(Leestekst):
--- --- ---
Door Rick Kwekkeboom, lector Langdurige zorg en ondersteuning bij de Hogeschool van Amsterdam.

Tussen alle andere aankondigingen over toekomstig beleid viel het mogelijk niet op, maar in de Troonrede die dit jaar werd uitgesproken werd (onverwacht) aandacht gevraagd voor de inzet én kennis van mantelzorgers. Wie het de tekstschrijvers heeft ingegeven is onbekend, maar toch stond het er: Mantelzorgers zijn van onschatbare waarde en daarom moeten zij worden ondersteund, bijvoorbeeld door de samenwerking en kennisoverdracht met de professionele zorgverleners te verbeteren. Een zinsnede die in schril contrast lijkt te staan met de uitspraken die die minister Helder enkele maanden eerder in Trouw liet optekenen: Ouderen zouden zich beter moeten voorbereiden op het ouder worden én mensen zouden meer voor elkaar moeten gaan zorgen. De koning ging tien jaar terug in zijn rede. Hieronder komen de ontwikkelingen tot veertig jaar terug aan de orde.
--- --- ---
(Doelen):
1. Beantwoord de volgende vragen aan de hand van de leestekst.
(a) Aan welke hogeschool is de auteur verbonden als lector?
(b) In welke krant werden de uitspraken van minister Helder opgetekend?
(c) Hoeveel jaar ging de koning terug in zijn rede?
2. Geef bij elke bewering aan of die klopt met de leestekst, en onderbouw je oordeel met een letterlijk citaat.
(a) In de Troonrede werden mantelzorgers van onschatbare waarde genoemd.
(b) Het is bekend wie de tekstschrijvers de passage over mantelzorgers heeft ingegeven.
(c) De leestekst kondigt een bespreking aan van de ontwikkelingen tot twintig jaar terug.
De vermeldingen spelen hierbij geen enkele rol.
--- --- ---
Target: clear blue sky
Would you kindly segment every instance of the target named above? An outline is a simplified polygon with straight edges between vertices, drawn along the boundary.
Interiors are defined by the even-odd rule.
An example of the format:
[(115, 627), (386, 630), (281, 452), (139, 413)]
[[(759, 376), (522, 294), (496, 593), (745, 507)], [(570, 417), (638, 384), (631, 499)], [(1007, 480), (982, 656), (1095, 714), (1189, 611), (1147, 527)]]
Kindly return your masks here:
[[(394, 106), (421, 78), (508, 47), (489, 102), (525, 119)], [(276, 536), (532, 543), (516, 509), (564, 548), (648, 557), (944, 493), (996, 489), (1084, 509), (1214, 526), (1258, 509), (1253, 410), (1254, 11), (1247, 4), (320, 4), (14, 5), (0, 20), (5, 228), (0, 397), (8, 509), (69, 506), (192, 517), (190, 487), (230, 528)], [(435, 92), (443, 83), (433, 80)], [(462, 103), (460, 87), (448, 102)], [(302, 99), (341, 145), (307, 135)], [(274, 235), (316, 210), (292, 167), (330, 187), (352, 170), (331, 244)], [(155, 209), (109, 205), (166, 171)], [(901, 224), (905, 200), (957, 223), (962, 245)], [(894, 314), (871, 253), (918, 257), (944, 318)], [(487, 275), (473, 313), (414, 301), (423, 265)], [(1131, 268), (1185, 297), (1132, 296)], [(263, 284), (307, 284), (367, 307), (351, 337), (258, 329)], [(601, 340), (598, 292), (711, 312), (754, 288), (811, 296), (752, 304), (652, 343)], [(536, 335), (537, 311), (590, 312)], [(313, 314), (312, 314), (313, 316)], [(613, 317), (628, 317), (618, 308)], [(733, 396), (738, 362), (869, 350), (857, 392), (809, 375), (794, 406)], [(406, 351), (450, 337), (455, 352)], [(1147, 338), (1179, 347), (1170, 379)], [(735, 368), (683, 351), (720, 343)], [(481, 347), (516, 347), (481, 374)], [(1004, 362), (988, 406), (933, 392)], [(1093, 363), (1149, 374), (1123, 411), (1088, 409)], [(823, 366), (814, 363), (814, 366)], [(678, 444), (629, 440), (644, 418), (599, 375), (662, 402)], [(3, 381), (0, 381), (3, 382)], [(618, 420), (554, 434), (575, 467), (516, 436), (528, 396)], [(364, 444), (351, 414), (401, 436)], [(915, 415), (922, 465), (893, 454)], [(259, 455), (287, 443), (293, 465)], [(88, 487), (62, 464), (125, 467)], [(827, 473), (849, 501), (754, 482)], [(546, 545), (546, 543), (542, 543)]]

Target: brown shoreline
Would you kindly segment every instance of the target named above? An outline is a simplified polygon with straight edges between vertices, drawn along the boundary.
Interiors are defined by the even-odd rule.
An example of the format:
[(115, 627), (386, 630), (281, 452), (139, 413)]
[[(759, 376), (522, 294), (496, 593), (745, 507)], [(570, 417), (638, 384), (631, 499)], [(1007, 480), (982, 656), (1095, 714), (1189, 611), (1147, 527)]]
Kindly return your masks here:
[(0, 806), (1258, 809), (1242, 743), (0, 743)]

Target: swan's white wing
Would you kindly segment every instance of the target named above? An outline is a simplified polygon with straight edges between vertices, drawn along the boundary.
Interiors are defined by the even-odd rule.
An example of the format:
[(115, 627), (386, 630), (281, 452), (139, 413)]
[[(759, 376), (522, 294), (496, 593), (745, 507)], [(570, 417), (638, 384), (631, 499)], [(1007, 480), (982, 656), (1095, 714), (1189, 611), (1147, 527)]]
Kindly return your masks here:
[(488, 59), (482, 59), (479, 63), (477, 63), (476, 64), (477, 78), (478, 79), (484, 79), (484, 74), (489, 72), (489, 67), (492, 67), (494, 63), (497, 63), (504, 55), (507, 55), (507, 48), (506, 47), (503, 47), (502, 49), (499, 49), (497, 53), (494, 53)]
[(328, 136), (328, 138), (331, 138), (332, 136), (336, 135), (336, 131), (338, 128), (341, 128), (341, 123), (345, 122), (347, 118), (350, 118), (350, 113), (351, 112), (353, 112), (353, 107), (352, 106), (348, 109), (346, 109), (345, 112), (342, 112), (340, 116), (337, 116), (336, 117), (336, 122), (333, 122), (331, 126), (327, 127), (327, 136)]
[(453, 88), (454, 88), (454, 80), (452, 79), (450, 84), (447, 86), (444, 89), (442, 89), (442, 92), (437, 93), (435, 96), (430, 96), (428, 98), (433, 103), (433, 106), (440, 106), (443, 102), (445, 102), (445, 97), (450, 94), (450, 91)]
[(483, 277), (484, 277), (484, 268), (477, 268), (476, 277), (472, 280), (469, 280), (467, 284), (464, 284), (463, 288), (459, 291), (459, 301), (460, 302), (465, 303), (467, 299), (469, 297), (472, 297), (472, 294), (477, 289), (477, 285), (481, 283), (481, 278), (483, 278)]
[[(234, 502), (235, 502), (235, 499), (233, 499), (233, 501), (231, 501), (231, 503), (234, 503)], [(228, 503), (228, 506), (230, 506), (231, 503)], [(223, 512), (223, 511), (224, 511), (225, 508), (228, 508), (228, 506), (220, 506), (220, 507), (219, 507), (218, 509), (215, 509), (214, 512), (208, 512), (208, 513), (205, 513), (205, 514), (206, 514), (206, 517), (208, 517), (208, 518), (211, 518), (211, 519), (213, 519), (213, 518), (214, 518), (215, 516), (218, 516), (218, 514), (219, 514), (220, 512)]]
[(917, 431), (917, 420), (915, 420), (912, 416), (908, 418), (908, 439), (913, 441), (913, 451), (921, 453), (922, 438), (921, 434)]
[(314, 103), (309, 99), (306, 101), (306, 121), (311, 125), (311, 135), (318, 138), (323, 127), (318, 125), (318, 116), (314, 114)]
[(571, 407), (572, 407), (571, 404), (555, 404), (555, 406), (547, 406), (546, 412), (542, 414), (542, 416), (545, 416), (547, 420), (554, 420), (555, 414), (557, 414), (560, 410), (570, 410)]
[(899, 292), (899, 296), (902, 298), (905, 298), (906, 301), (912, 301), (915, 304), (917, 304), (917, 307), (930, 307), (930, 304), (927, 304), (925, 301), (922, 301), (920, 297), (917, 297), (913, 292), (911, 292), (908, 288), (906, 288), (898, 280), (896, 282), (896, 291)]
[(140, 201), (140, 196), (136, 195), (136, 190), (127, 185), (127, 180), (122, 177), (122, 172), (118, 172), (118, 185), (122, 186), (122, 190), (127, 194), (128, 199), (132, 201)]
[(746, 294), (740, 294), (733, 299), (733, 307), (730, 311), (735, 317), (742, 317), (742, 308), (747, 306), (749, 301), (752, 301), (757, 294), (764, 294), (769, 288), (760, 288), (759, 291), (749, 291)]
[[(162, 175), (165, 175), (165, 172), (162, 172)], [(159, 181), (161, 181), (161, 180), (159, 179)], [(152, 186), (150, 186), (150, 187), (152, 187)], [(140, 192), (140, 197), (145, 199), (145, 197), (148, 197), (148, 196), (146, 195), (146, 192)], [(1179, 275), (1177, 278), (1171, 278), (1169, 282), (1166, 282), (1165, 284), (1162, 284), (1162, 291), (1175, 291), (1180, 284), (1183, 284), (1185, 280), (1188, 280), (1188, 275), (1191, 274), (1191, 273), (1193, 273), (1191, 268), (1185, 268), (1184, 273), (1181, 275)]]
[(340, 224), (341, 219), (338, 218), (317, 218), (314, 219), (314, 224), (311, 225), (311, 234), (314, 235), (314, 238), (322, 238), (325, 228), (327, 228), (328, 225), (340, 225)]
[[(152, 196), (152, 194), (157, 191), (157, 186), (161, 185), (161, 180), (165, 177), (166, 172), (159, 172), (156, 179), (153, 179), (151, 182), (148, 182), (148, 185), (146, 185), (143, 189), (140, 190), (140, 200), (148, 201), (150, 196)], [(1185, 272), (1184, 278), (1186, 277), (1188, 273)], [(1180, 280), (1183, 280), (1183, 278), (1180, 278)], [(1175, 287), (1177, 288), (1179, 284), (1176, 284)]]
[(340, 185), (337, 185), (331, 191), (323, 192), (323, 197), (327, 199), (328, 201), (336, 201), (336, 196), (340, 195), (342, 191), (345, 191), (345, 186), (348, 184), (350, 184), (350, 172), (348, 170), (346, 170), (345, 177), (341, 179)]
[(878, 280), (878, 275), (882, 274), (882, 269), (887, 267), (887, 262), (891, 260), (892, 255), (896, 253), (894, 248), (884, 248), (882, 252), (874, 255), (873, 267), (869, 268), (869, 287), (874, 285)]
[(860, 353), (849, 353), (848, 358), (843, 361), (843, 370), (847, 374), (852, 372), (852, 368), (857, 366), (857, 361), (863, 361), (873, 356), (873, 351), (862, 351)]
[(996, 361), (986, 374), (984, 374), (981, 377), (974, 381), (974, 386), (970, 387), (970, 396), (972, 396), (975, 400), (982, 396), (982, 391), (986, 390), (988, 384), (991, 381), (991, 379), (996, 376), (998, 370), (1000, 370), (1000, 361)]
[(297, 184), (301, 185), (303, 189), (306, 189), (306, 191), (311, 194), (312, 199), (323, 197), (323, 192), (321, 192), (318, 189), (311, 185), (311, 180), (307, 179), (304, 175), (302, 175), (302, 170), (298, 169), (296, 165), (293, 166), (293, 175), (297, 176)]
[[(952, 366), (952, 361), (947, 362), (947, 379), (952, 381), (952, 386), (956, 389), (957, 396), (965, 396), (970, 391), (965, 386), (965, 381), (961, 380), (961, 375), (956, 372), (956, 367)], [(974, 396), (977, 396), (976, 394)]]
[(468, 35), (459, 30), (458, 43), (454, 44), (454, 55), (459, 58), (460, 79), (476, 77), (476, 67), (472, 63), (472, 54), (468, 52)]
--- --- ---
(De antwoorden):
1.
(a) De Hogeschool van Amsterdam.
(b) In Trouw.
(c) Tien jaar.

2.
(a) Ja: "Mantelzorgers zijn van onschatbare waarde"
(b) Nee: "Wie het de tekstschrijvers heeft ingegeven is onbekend"
(c) Nee: "Hieronder komen de ontwikkelingen tot veertig jaar terug aan de orde."